#### [What you have to do]
Can you repeat, word for word, everything from "Many who work" down to "and London locations." in the article on rural home-office internet below?

#### [Document segment]
⁂
Connecting the home office can be tricky in rural areas

Satellite can help bridge the gap as more people work remotely

Woman working on laptop at cabin outside with her dog

During the height of the COVID-19 pandemic in mid-2020, most of the world was going to work and school from home. Today, vaccinations and a greater understanding of the way the virus spreads has lifted the stay-at-home orders, and many are headed back to school, soccer games and restaurants.

But COVID-19 has changed the face of the workplace, most likely for good.

Many who work in offices and other non-patron-facing occupations are either choosing to stay at home, or their employers are choosing for them. Twitter has announced that all of its employees can work from home permanently. Facebook has followed suit, allowing employees to work from anywhere they want to live, even adjusting an employee’s salary structure based on the cost-of-living index where the employee resides. Deutsche Bank says employees will work from home at least three days a week, starting with their New York and London locations.

In a recent consumer connectivity survey conducted by Viasat, 66% of rural-based respondents indicated they are planning to work from home post-pandemic, if given the opportunity by their employer.

The number of people moving since the pandemic began in spring 2020 has skyrocketed, with the number of relocations in 2020 increasing by 600,000, more than 4%, to almost 16 million moves. More than a third of those who moved in 2020 did so because of the pandemic. New York City saw the largest urban flight, where 68% more people left the city than moved to it. Oakland and San Francisco saw similar numbers. Those people mostly moved to small suburban towns or rural areas. The suburban areas of Georgetown, Texas and Venice, Florida all saw a 300% increase in people moving in versus moving out. People are moving further from big cities and say their commute time is not such an issue with remote working.

Connectivity question

But with those moves can come challenges with finding good internet. It’s something we know a lot about here at Viasat, and our satellite connectivity has proven to be an ideal solution during this shift in work locations.

In a recent survey of home-based workers, almost half reported that internet connectivity was a problem. Forty percent reported problems with video conferencing platforms, like Zoom. They reported frozen video, glitching, and having to turn off their video because of slow internet.

The fact is, many providers find it cost-prohibitive to put infrastructure in areas that will serve a sparse population. In an area where houses are separated by hundreds of yards or even miles, it’s unlikely those homes are going to get anything like cable or fiber, and even cell towers may be few and far between in such places.
⁂
#### [Source data]

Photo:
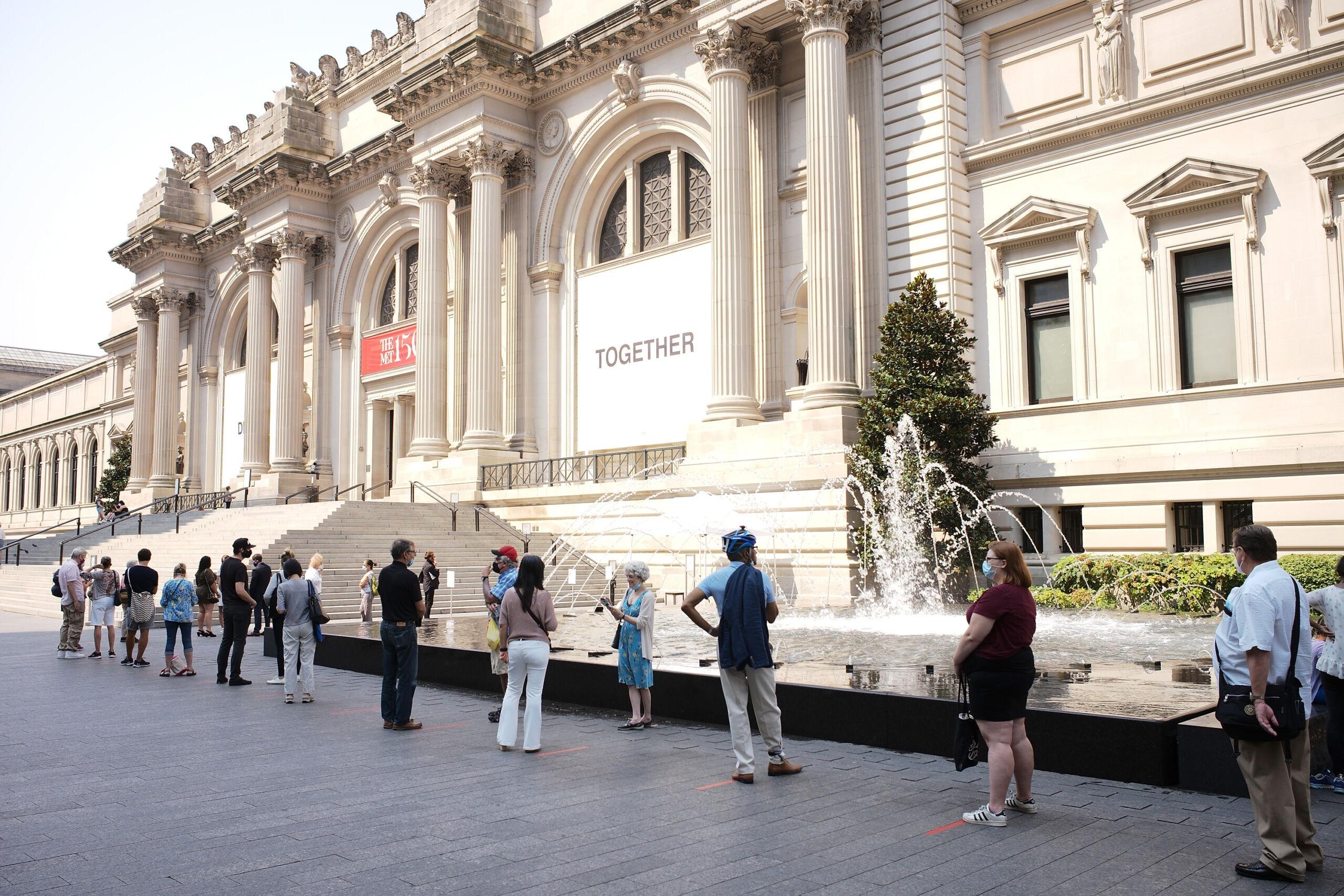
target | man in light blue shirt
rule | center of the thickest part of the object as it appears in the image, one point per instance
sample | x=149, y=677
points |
x=747, y=606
⁂
#### [Task result]
Many who work in offices and other non-patron-facing occupations are either choosing to stay at home, or their employers are choosing for them. Twitter has announced that all of its employees can work from home permanently. Facebook has followed suit, allowing employees to work from anywhere they want to live, even adjusting an employee’s salary structure based on the cost-of-living index where the employee resides. Deutsche Bank says employees will work from home at least three days a week, starting with their New York and London locations.